### Source passage
Analysis shows that it is clear that allowing exploration and production in the OCS raises Federal tax revenues and increases economic growth prospects by reforming the business environment favorably in a time of budgetary crisis. In fact, none of those developments needs to be antithetical to improving prospects for green energy, increasing energy efficiency, and even achieving greater energy independence if the focus is on creating a systematically sensible business environment rather than just giving away natural resources and allowing firms to pollute, as such policy is often characterized in the West. Of course, opponents of the oil and gas companies may have other motivations for their desire to stifle the industry, be they genuinely green interests or short investment positions (or both).
At the end of the day, however, it becomes clear that a careful economic analysis reveals that repealing Section 199 and adversely modifying Dual Capacity are straw man issues as far as the budget debate is concerned and that maintaining these tax provisions along with expanding exploration and production in the OCS can provide a healthy economic stimulus over the next decade and beyond.
III. There are Creative Options that can Potentially Achieve Tax Reform, Deficit Reduction, and Economic Stimulus
Some may be tempted to argue that while the economic and fiscal effects of opening up the OCS are large, they are not – by themselves – a solution to the deficit crisis. In my opinion, the difference comes about in future years’ tax revenues and additional avenues for growth in the U.S. economy, beyond mere oil and gas. Finding ourselves in a stressed fiscal environment, we can turn to lessons from other countries that have successfully managed their way to higher growth and lower deficits.
The World Bank’s Doing Business Report is spawning thousands of studies on the effects of business reforms, which are regularly featured in popular press such as the Economist. Developing countries find it necessary to reform to alleviate bureaucracy and corruption so that business can flourish. The Economist reports, “One study shows that, in poor countries, a ten-day reduction in the time it takes to start a business can lead to an increase of 0.4 percentage points in GDP growth. Another shows that people who have a formal title to their property invest as much as 47% more in their businesses.”
Of course, conditions in the U.S. are not as dire. Reform, nonetheless, supports business development in both high-flying developing and developed countries, alike. The best reformers have several things in common. First, their reforms are part of a broad agenda of boosting competitiveness. Over the past five years, even countries like Rwanda, Egypt, Colombia and Malaysia have each implemented at least 19 reforms.
Second, countries that successfully harness reform as a source of economic growth never stop. Asian tigers like Hong Kong and Singapore introduce substantial reforms each year. Even “Germany introduced laws to make it easier to establish joint-stock companies, scrapping ancient regulations, because so many German companies were taking advantage of the single European market and incorporating in Britain.”

### Written task 1
From the source passage, list every country it says has implemented at least 19 reforms over the past five years.
### Written task 2
Gather each line of the records that contains the word "wall", treating uppercase and lowercase as distinct.

### Information provided

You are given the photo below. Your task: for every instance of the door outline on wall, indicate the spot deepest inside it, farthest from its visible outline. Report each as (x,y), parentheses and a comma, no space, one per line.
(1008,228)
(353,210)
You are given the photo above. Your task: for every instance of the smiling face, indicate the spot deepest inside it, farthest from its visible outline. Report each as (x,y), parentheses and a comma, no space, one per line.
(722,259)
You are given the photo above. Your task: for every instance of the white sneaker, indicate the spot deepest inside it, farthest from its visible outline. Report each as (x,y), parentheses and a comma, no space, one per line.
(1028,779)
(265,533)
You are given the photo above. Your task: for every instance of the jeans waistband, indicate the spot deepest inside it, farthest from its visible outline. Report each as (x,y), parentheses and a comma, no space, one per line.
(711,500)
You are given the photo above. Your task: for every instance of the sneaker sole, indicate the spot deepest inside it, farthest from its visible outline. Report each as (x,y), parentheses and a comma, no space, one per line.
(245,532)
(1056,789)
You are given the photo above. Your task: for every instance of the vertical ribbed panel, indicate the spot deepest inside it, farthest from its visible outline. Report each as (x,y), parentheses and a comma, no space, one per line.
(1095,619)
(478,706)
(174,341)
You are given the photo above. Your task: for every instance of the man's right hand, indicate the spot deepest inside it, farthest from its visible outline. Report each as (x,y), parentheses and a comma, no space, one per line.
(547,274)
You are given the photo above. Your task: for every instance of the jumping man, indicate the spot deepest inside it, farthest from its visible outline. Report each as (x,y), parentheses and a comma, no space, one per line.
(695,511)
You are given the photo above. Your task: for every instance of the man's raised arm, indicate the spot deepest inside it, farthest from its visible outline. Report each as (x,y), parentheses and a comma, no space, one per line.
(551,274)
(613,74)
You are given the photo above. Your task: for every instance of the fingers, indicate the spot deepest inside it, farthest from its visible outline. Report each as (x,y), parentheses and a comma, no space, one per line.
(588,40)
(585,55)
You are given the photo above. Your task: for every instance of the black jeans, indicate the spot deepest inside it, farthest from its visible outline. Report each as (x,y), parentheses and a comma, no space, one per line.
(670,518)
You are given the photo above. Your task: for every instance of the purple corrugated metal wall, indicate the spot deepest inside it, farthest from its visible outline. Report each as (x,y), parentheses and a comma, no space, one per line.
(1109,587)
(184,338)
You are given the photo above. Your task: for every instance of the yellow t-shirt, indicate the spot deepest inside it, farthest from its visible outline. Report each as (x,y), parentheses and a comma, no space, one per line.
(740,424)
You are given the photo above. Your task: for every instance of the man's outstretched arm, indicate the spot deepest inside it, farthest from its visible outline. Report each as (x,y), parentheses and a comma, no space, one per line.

### Response 1
Rwanda, Egypt, Colombia, Malaysia

### Response 2
You are given the photo below. Your task: for every instance of the door outline on wall, indicate the spot deepest inside it, farthest from its visible outline. Report each as (x,y), parentheses and a comma, no space, one per line.
You are given the photo above. Your task: for every instance of the purple corrugated metal wall, indicate the spot deepest inside it, farthest from its visible outline. Report each as (x,y), parentheses and a comma, no space, one per line.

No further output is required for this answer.